> [Given task 1]
Revise the listing below by replacing "sculpture base" with "statue pedestal" and leaving everything else unchanged. Return only the lines of the listing from the one containing "Return one point per instance of the distant headland" through the end of the listing.

------ Text shown

There were several ugly back-and-forths between Kavanaugh and the Senate Judiciary Committee members Thursday, and both the media and social media coverage of the hearing has ranged from heated to vicious. But difficult Supreme Court confirmations really aren’t so rare…and they’re becoming more common all the time.

There have been 163 nominations to the Supreme Court submitted by Presidents since it was founded more than two centuries ago. Of these, reports USA Today, 125 were confirmed and 38 were withdrawn, postponed or rejected.

One of George Washington’s appointments, John Rutledge, was rejected because he disagreed with the treaty between the U.S. and Great Britain, unpopular with the American people but approved by the Senate.

President Herbert Hoover was shocked in 1930 when his nominee, John J. Parker, was rejected after 74 years of no confirmation troubles. And Richard Nixon was the first president since Hoover to have nominees rejected; two of his picks were booted by the Senate.

But things started to get ugly in 1987, when Ronald Reagan made a nomination that could change the balance of the Supreme Court. When he chose Robert Bork, there was strong opposition to his nomination from the Democratic majority, led at the time by Sen. Ted Kennedy.

Kennedy gave an impassioned speech that “Robert Bork’s America is a land in which women would be forced into back-alley abortions, blacks would sit at segregated lunch counters, rogue police could break down citizens’ doors in midnight raids, schoolchildren could not be taught about evolution, writers and artists would be censored at the whim of government,” and that’s pretty strong stuff.

------------

> [Given task 2]
Reproduce the passage on Supreme Court confirmations above word for word, beginning at the words "President Herbert Hoover" and stopping after "booted by the Senate.".

------ Records

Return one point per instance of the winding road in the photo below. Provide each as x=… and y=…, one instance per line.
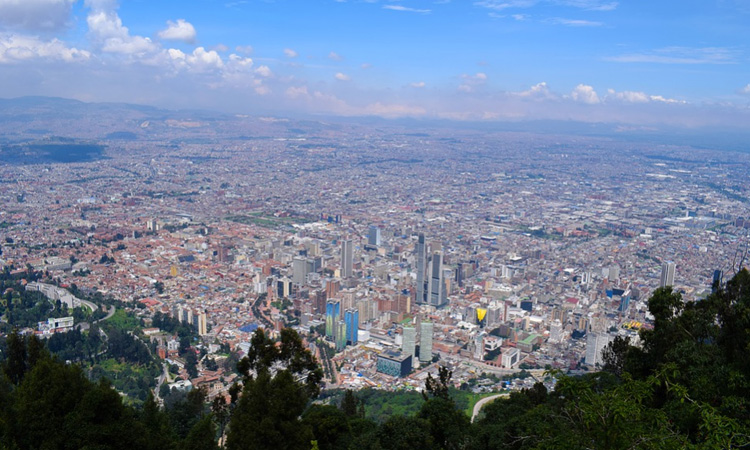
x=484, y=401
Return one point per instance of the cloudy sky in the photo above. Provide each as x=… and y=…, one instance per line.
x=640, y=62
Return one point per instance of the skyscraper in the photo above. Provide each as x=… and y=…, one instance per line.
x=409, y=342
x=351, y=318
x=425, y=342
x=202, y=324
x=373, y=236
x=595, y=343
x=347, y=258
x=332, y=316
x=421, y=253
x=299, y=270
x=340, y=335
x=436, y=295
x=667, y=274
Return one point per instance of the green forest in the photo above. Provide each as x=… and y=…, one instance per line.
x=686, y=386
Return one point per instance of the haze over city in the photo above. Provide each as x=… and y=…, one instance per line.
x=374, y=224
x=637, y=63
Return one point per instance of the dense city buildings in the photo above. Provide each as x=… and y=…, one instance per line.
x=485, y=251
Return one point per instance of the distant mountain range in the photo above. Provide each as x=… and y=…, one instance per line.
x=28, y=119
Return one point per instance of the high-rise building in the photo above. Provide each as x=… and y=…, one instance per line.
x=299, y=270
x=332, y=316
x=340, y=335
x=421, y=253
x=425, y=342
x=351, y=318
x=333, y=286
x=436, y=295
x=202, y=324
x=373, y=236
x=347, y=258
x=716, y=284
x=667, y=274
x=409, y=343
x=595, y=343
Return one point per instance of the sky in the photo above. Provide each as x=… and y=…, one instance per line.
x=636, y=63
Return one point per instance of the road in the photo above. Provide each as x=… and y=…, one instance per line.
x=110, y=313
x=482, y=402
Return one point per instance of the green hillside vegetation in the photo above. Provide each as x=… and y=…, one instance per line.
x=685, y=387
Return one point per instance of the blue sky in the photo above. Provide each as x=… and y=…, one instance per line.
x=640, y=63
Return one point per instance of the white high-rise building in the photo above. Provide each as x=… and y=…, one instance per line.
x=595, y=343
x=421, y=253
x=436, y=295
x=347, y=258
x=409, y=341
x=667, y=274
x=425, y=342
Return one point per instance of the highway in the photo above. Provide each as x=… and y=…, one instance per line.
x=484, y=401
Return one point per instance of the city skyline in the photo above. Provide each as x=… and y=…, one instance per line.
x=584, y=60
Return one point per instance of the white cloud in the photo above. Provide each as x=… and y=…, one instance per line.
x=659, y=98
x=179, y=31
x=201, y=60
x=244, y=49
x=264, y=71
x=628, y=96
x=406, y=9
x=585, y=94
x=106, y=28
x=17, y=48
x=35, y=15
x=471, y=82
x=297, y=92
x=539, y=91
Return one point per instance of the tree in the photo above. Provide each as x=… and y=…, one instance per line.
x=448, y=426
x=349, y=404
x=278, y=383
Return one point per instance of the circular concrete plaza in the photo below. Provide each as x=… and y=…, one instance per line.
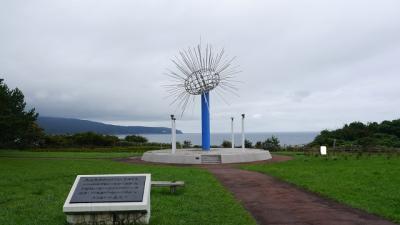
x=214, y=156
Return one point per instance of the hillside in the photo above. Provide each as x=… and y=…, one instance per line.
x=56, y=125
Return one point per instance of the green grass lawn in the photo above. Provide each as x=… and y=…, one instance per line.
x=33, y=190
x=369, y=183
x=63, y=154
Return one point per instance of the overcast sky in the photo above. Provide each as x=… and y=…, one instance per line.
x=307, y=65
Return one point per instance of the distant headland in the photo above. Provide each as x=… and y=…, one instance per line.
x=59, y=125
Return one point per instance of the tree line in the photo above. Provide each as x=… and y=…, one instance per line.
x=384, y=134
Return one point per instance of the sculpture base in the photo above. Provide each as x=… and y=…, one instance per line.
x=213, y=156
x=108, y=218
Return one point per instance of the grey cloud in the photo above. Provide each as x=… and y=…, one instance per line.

------------

> [Final result 1]
Return one point per instance of the distant headland in the photo above. Provide each as x=… and y=…, one instance per line.
x=59, y=125
Return one point per instance of the tree line in the photo above. Provide each as x=… and y=…, one instance per line.
x=384, y=134
Return one point per instance of the statue pedestal in the photo above. Provide each as x=… and y=…, one instance per line.
x=213, y=156
x=108, y=218
Return one point per instance of the grey cloud in the photo above. Provide each as x=… and y=…, one instance per line.

> [Final result 2]
President Herbert Hoover was shocked in 1930 when his nominee, John J. Parker, was rejected after 74 years of no confirmation troubles. And Richard Nixon was the first president since Hoover to have nominees rejected; two of his picks were booted by the Senate.